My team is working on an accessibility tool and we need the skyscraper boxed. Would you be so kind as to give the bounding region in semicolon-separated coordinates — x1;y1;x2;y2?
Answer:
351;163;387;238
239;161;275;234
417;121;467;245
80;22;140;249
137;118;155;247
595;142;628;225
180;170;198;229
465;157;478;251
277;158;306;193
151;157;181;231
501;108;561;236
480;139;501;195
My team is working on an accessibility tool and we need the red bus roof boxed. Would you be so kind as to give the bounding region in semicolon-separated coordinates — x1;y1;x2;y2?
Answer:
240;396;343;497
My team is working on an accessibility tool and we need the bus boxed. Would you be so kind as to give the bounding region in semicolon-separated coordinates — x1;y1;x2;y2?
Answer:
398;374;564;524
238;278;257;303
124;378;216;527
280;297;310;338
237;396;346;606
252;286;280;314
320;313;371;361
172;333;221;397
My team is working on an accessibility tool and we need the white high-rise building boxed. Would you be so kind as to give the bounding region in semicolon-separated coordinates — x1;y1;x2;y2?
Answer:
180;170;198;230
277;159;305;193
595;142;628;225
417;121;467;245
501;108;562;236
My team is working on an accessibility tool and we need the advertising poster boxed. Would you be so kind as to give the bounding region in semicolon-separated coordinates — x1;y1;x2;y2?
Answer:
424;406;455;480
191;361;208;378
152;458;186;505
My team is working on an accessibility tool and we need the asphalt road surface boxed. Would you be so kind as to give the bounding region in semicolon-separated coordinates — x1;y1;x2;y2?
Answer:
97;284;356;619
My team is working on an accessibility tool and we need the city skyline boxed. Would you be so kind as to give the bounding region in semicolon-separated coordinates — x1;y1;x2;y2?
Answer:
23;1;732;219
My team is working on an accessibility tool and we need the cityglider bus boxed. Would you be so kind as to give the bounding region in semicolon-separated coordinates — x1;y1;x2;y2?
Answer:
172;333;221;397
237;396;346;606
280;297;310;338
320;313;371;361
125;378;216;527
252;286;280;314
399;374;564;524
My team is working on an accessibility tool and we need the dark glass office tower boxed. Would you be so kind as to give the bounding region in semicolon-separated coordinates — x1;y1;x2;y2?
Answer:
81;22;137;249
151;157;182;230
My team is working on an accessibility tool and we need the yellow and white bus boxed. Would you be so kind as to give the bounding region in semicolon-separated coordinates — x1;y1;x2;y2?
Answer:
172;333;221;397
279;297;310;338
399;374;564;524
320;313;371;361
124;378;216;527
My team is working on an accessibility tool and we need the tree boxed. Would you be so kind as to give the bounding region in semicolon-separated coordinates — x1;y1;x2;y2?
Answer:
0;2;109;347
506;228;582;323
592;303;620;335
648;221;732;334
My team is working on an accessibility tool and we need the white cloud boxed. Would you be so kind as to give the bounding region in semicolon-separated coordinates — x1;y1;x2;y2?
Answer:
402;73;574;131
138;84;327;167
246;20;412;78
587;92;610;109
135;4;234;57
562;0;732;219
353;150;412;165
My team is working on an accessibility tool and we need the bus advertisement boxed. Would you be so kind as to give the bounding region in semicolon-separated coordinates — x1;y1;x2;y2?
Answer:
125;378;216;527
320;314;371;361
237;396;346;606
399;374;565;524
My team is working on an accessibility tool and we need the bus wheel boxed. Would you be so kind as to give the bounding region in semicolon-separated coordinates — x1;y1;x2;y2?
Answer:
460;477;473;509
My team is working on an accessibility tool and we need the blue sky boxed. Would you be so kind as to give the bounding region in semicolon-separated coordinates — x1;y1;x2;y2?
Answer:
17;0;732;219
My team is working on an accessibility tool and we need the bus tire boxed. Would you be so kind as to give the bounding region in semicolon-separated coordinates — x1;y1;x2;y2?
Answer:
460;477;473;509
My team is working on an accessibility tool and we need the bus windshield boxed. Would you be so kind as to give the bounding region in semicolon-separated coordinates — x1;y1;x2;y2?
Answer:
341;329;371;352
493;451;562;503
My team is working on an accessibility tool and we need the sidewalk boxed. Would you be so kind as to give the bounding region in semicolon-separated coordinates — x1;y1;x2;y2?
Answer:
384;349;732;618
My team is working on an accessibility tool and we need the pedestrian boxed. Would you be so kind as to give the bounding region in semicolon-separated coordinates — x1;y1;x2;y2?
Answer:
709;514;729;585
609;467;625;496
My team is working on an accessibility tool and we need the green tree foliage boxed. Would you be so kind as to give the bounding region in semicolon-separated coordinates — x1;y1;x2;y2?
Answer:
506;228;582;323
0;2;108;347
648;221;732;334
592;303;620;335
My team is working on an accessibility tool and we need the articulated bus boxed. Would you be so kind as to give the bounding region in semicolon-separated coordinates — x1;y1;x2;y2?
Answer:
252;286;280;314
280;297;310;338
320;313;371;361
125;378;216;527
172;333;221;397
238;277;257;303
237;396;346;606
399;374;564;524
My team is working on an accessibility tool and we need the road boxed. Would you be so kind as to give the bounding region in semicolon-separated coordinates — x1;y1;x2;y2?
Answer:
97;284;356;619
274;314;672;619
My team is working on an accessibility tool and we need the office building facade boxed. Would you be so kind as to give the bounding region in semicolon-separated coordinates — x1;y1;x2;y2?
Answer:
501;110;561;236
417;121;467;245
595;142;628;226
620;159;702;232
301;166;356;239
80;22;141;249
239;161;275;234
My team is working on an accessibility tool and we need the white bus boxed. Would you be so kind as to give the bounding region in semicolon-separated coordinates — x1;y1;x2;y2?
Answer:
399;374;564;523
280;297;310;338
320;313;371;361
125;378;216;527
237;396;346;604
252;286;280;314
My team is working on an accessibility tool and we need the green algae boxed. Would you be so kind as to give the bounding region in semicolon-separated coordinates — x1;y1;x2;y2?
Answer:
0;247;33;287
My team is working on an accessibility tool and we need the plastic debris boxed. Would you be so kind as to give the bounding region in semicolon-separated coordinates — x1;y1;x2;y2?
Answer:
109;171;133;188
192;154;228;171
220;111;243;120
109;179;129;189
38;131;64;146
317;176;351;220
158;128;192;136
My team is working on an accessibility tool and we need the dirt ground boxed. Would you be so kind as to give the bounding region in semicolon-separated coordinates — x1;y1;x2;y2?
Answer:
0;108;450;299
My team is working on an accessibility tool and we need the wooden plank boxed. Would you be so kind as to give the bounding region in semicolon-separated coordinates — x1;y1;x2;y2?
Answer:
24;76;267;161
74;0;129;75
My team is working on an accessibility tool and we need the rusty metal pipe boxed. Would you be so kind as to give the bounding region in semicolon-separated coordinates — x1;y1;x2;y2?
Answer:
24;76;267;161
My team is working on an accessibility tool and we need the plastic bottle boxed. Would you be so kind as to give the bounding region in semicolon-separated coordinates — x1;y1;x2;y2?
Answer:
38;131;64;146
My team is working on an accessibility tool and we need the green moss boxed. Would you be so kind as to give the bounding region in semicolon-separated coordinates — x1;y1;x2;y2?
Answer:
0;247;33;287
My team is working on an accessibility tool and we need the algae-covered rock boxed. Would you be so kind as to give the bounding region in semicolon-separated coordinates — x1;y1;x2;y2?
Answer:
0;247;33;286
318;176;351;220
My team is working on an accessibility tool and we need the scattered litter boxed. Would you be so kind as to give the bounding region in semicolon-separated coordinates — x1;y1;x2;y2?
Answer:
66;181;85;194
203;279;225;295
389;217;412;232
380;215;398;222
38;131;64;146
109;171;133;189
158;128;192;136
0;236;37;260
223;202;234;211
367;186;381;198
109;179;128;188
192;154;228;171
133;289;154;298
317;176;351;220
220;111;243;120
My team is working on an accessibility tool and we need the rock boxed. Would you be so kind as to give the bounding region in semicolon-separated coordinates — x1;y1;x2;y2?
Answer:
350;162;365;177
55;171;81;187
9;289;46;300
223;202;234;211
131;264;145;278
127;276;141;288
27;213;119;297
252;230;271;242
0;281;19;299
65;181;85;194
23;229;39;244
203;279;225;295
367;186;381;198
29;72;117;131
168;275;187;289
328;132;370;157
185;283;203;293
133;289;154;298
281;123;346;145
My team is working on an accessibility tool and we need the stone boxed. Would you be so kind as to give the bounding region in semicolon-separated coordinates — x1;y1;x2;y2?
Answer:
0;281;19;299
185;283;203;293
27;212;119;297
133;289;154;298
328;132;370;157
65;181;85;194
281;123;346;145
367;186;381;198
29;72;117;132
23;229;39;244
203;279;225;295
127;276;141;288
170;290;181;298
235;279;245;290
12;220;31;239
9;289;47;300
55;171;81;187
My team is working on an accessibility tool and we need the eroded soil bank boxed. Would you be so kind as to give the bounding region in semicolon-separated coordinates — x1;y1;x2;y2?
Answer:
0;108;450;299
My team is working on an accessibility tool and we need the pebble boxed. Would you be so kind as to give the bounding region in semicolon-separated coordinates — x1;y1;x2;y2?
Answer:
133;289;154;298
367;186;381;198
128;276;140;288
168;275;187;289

▬▬▬

Challenge:
Repeat exactly the lines above, starting with the line that contains "need the eroded" and ending with the last line, both included, and nothing else.

Task response:
My team is working on an accessibility tool and we need the eroded soil bank boxed. Would you be so kind as to give the bounding region in semicolon-separated coordinates — x1;y1;x2;y2?
Answer:
0;108;450;299
My team is working on an accessibility tool and we need the pebble boxed. Would you be so kind as to give the bounding region in semicolon-separated coordinates — x1;y1;x2;y2?
Answer:
133;289;154;298
367;186;381;198
128;276;140;288
168;275;187;289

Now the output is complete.